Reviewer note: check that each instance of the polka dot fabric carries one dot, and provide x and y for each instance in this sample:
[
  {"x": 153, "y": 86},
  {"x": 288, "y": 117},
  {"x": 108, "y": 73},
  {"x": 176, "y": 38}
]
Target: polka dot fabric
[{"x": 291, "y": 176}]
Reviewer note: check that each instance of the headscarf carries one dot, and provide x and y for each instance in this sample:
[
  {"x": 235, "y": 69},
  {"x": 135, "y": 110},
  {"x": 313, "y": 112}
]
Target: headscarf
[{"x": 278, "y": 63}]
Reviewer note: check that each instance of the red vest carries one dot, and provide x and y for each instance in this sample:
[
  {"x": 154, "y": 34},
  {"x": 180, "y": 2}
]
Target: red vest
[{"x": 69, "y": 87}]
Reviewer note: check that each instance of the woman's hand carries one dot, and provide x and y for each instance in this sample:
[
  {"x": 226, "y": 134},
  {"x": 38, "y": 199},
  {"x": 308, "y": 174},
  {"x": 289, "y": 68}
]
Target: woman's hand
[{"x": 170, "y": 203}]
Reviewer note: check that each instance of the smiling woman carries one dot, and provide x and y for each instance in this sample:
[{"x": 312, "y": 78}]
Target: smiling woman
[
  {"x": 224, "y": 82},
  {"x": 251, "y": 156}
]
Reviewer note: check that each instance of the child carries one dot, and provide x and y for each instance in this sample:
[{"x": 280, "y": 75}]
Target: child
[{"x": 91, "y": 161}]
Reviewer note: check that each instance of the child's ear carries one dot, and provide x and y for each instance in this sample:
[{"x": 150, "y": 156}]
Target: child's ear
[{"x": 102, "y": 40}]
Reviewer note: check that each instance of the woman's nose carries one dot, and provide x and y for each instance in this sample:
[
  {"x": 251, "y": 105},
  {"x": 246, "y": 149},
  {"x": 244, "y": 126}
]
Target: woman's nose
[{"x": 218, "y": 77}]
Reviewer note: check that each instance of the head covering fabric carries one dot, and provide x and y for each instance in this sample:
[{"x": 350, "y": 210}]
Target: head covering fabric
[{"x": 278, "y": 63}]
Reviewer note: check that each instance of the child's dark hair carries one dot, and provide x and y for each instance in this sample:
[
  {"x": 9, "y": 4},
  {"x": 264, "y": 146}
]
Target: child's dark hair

◆ ◆ ◆ ◆

* [Activity] Please output the records shown above, with every character intact.

* [Exercise response]
Reviewer note: check that each instance of the polka dot fabric carries one dot, and provide x and y for each instance in this sample:
[
  {"x": 153, "y": 86},
  {"x": 288, "y": 117},
  {"x": 108, "y": 73},
  {"x": 176, "y": 38}
]
Target: polka dot fabric
[{"x": 291, "y": 176}]
Reviewer note: check that each instance of the headscarf carries one dot, and provide x and y for each instance in this sample:
[
  {"x": 235, "y": 69},
  {"x": 135, "y": 110},
  {"x": 313, "y": 112}
]
Target: headscarf
[{"x": 278, "y": 63}]
Reviewer note: check that each instance of the red vest carries one dot, and provide x and y for each instance in this sample:
[
  {"x": 154, "y": 34},
  {"x": 180, "y": 2}
]
Target: red vest
[{"x": 69, "y": 87}]
Reviewer note: check that each instance of the woman's hand carries one dot, and provide x and y for each instance in this sample:
[
  {"x": 226, "y": 134},
  {"x": 38, "y": 199},
  {"x": 308, "y": 174},
  {"x": 289, "y": 68}
]
Target: woman's hand
[{"x": 170, "y": 203}]
Reviewer note: check that each instance of the smiling woman carries one dot, and provide x and y for each instance in this sample:
[{"x": 312, "y": 78}]
Target: smiling woman
[
  {"x": 224, "y": 82},
  {"x": 251, "y": 156}
]
Reviewer note: check that each instance of the child carries one dot, and provide x and y for each instance in this sample:
[{"x": 280, "y": 75}]
Target: child
[{"x": 91, "y": 161}]
Reviewer note: check that each instance of the child's ear carries one dot, and provide x and y for each instance in this sample:
[{"x": 150, "y": 156}]
Target: child's ear
[{"x": 102, "y": 40}]
Reviewer note: check that each instance of the woman's nose carries one dot, and provide x and y for each instance in this sample:
[
  {"x": 251, "y": 105},
  {"x": 246, "y": 149},
  {"x": 244, "y": 126}
]
Target: woman's nose
[{"x": 218, "y": 77}]
Reviewer note: check that each instance of the head covering fabric carries one dot, and provide x and y for each instance in this sample:
[{"x": 350, "y": 210}]
Target: head covering fabric
[{"x": 278, "y": 63}]
Reviewer note: check that each instance of the child's dark hair carries one dot, and provide x and y for each instance in this sample:
[
  {"x": 9, "y": 4},
  {"x": 264, "y": 146}
]
Target: child's dark hair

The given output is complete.